A block of data.
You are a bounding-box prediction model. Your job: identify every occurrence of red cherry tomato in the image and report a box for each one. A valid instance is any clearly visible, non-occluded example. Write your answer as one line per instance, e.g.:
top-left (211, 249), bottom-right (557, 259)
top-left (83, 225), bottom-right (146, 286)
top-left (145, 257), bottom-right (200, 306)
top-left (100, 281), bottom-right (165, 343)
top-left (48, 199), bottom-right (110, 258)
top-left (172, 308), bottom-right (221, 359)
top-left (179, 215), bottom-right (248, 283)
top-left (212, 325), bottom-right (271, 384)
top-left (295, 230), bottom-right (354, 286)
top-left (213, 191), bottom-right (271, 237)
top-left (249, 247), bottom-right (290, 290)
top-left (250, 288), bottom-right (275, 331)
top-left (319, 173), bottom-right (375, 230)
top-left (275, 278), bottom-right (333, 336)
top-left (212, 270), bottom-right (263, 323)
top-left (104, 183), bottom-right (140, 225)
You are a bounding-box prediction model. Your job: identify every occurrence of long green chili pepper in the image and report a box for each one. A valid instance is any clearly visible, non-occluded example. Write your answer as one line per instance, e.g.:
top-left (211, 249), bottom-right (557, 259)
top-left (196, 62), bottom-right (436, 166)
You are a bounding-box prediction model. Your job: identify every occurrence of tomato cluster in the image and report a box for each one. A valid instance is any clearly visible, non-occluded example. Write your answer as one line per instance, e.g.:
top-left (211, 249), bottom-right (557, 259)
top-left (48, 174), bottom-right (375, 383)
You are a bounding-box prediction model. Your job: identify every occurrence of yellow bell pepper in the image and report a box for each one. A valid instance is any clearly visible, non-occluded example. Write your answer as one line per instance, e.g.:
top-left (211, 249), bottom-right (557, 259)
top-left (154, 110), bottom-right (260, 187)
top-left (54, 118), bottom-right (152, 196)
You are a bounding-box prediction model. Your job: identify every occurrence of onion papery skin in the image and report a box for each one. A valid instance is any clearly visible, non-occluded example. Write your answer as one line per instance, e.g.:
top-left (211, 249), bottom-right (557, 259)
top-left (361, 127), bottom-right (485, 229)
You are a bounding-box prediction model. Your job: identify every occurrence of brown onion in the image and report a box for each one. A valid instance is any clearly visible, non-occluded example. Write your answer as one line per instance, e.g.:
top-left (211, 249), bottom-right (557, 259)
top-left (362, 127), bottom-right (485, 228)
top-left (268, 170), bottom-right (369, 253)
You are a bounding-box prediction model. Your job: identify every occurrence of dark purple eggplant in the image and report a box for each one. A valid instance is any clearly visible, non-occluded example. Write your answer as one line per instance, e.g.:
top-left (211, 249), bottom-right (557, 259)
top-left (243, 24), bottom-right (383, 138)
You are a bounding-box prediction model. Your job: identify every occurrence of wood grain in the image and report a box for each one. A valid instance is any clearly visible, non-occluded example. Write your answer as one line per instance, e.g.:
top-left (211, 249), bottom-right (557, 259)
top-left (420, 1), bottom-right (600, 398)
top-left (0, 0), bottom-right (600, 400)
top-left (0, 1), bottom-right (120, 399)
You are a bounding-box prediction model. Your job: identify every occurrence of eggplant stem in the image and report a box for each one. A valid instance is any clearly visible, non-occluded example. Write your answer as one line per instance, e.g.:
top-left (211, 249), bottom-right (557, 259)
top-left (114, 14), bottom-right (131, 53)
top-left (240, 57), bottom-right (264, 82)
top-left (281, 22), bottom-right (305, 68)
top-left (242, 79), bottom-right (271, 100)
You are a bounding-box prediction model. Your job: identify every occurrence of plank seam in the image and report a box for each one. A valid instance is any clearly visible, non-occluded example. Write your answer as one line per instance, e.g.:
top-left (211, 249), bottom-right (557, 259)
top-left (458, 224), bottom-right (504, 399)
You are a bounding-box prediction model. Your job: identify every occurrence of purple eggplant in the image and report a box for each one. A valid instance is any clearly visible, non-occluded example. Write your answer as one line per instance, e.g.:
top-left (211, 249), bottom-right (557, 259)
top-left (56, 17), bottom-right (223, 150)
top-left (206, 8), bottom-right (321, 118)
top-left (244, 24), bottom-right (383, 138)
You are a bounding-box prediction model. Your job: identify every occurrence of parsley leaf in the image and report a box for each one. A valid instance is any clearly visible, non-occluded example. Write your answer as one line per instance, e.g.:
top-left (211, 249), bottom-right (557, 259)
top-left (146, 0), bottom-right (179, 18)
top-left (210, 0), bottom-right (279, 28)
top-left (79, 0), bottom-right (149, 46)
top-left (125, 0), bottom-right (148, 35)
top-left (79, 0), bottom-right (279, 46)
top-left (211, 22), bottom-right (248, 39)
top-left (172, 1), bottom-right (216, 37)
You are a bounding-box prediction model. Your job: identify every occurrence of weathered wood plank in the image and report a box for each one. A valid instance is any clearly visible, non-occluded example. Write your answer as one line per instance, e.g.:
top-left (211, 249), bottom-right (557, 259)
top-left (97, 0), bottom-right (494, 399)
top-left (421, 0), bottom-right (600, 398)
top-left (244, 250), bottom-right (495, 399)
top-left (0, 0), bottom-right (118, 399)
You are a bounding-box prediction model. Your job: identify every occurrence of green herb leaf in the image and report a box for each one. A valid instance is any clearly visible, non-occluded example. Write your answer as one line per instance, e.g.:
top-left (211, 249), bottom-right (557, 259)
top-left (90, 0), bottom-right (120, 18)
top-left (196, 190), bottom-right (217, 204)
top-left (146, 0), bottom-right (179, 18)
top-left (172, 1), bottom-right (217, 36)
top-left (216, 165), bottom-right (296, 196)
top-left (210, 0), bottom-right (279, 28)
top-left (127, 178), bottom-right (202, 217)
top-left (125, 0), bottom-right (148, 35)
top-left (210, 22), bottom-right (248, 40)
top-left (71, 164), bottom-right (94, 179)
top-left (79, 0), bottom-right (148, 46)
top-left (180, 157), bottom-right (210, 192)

Short problem. Transcribe without alteration each line of the records, from the first one through the line containing "top-left (196, 62), bottom-right (436, 166)", including that line.

Answer to this problem.
You are a bounding-box prediction model. Your job: identify every occurrence of red cherry tomato in the image and report a box for each one. A valid instance is any clearly visible, non-occluded example. Write your answer as one line per instance, e.g.:
top-left (211, 249), bottom-right (557, 259)
top-left (83, 225), bottom-right (146, 286)
top-left (145, 257), bottom-right (200, 306)
top-left (100, 281), bottom-right (165, 343)
top-left (48, 199), bottom-right (110, 258)
top-left (172, 308), bottom-right (221, 359)
top-left (179, 215), bottom-right (248, 283)
top-left (212, 325), bottom-right (271, 384)
top-left (295, 230), bottom-right (354, 286)
top-left (213, 191), bottom-right (271, 237)
top-left (249, 247), bottom-right (290, 290)
top-left (250, 288), bottom-right (275, 331)
top-left (319, 173), bottom-right (375, 230)
top-left (275, 278), bottom-right (333, 336)
top-left (212, 270), bottom-right (263, 323)
top-left (104, 183), bottom-right (140, 225)
You are a bounding-box prediction model. Your job: identify every occurrence of long green chili pepper in the image and report a box for each one. A valid instance is any clearly visible, non-occluded example. Write your answer as one line per instance, e.g.:
top-left (211, 249), bottom-right (557, 259)
top-left (196, 62), bottom-right (436, 166)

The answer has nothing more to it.